### Aim
Starting at the line that holds "Would you be able to point at the flagpole", set down each line through the end of the listing, exactly as written and with nothing added.

## start Records for the task

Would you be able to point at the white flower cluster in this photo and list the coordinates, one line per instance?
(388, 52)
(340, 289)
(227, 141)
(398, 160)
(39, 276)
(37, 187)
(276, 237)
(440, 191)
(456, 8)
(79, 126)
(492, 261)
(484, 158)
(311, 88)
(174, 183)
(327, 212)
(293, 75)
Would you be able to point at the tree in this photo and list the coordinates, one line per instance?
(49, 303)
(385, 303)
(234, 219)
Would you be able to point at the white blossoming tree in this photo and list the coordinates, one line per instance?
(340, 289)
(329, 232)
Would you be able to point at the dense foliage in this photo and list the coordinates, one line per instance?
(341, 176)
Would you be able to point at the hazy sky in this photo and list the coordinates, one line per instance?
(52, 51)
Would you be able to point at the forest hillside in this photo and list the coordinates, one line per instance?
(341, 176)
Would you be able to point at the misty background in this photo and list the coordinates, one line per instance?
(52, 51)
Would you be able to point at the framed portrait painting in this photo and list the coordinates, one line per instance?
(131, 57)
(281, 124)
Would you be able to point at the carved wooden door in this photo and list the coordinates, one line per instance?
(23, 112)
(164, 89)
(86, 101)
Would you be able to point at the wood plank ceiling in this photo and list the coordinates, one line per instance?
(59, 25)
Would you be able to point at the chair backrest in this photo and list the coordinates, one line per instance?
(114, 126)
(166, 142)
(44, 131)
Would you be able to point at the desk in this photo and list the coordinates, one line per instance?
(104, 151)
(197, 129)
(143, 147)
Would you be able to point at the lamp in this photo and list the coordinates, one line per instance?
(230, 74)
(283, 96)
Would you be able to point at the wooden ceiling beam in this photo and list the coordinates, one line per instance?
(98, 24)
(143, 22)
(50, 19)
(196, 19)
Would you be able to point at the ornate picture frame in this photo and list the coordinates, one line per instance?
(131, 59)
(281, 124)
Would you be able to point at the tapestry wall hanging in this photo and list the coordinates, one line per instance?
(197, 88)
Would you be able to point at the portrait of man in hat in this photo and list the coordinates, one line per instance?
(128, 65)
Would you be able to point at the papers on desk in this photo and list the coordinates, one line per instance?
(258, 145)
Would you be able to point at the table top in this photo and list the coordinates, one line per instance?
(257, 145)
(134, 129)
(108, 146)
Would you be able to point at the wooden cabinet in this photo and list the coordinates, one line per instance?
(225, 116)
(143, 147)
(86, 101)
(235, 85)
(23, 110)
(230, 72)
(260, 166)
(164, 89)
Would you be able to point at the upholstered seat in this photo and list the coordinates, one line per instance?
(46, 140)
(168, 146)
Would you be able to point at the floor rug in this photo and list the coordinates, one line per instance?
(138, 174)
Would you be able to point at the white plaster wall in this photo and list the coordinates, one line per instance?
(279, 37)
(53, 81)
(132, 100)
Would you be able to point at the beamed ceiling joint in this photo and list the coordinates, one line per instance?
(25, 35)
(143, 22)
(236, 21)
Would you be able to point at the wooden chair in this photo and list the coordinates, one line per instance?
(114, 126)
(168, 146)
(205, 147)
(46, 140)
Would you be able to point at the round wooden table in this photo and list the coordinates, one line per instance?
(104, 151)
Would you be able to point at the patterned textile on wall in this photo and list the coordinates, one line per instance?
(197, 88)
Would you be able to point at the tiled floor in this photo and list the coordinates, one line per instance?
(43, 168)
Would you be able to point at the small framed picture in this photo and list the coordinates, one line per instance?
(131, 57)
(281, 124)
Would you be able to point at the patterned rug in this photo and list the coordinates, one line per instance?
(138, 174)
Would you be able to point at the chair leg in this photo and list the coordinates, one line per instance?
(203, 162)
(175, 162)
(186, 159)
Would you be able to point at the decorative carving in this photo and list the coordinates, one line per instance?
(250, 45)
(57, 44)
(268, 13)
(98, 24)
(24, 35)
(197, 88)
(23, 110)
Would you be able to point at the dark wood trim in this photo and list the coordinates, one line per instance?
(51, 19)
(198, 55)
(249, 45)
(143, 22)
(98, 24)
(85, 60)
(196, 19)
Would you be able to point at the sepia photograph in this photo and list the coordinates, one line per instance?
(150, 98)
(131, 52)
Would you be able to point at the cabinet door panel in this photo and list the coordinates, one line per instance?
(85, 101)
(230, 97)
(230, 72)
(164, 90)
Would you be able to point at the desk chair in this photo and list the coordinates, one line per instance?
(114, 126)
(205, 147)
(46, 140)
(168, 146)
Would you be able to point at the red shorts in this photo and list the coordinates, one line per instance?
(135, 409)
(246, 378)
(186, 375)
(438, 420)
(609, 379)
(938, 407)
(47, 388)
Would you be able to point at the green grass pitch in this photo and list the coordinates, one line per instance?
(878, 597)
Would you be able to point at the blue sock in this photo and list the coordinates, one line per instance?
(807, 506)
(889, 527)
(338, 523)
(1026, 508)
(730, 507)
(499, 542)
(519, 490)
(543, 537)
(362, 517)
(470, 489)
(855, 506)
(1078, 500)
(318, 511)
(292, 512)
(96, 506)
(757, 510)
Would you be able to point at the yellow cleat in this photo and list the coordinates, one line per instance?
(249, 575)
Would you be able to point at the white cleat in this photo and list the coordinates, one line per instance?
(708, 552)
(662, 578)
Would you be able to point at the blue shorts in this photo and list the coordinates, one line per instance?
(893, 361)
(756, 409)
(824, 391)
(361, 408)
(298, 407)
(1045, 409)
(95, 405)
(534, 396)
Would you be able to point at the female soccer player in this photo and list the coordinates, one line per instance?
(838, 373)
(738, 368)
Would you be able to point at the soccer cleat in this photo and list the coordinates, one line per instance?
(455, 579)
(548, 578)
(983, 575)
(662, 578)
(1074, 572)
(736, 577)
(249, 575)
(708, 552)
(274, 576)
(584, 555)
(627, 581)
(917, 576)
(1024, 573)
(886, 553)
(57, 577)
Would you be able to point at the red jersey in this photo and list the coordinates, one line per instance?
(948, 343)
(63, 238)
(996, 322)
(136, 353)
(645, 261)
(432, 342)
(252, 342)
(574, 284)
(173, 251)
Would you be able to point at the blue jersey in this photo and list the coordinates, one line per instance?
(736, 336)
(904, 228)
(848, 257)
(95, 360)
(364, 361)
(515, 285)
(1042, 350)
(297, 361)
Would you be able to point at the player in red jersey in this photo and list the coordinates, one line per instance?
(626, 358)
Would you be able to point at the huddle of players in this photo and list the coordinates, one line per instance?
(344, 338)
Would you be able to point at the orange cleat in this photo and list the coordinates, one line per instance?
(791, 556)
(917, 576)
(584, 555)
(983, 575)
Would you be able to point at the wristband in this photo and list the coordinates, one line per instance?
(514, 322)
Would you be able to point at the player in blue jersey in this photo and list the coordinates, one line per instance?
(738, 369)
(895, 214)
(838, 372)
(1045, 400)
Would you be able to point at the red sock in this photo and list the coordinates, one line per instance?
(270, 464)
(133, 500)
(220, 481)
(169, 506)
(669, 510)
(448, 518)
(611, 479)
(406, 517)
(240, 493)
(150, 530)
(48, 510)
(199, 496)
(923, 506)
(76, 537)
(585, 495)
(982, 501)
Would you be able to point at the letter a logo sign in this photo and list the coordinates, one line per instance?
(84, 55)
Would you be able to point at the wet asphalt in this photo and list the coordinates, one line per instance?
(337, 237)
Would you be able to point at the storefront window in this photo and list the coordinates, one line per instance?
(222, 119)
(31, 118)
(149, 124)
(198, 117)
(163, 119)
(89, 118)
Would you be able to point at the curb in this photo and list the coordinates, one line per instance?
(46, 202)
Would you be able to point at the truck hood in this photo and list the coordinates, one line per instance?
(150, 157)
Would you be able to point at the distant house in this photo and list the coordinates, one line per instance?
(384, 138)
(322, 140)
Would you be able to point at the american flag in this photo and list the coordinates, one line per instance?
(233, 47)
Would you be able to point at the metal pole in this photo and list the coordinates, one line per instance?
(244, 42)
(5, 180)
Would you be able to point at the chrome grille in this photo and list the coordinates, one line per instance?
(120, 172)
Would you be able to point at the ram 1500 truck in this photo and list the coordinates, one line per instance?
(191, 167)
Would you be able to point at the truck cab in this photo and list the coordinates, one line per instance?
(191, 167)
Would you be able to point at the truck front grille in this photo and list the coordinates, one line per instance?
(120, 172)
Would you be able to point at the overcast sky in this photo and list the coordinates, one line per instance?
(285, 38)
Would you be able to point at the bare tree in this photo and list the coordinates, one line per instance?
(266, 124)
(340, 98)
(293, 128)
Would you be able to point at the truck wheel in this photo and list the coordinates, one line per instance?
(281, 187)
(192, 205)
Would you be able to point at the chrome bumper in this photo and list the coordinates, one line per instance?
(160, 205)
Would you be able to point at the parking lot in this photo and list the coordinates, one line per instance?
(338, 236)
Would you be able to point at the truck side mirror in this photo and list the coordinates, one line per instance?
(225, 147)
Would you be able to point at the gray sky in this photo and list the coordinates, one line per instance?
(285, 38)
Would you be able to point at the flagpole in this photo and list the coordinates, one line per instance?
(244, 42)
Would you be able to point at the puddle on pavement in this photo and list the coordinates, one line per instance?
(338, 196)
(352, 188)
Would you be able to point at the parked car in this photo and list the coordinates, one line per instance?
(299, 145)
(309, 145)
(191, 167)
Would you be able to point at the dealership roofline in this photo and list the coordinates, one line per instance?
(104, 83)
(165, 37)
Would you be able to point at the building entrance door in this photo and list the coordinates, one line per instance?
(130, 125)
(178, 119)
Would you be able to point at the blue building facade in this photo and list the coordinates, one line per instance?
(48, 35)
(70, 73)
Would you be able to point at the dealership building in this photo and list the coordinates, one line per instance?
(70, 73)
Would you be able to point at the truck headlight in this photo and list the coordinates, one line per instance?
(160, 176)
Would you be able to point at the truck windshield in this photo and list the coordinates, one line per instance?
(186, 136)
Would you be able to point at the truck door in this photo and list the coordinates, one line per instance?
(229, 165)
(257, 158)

## end Records for the task

### Solution to this task
Would you be able to point at the flagpole in this photo and list the coordinates, one line per instance?
(244, 42)
Would you be able to point at the puddle on pavement in this photo and list the coordinates, one line per instance?
(338, 196)
(352, 188)
Would you be able to point at the parked car in this photo and list the coordinates, one line per instance?
(299, 145)
(309, 145)
(191, 167)
Would you be able to point at the dealership roofline in this photo and list the coordinates, one line per instance?
(104, 83)
(165, 37)
Would you be able to point at the building entrance door in this photo and list the coordinates, one line per instance?
(130, 125)
(178, 119)
Would you be able to point at the blue building facade in this photo and list the coordinates, one line per instance?
(48, 35)
(70, 73)
Would you be able to point at the dealership building in this photo and list the coordinates, one line per instance?
(70, 73)
Would you be able to point at the truck headlight in this photo and list the coordinates, one line per instance?
(160, 176)
Would you be able to point at the truck windshield in this photo and list the coordinates, one line per instance?
(186, 136)
Would you be able to point at the truck door in this photo and list the coordinates, one line per instance?
(229, 165)
(257, 158)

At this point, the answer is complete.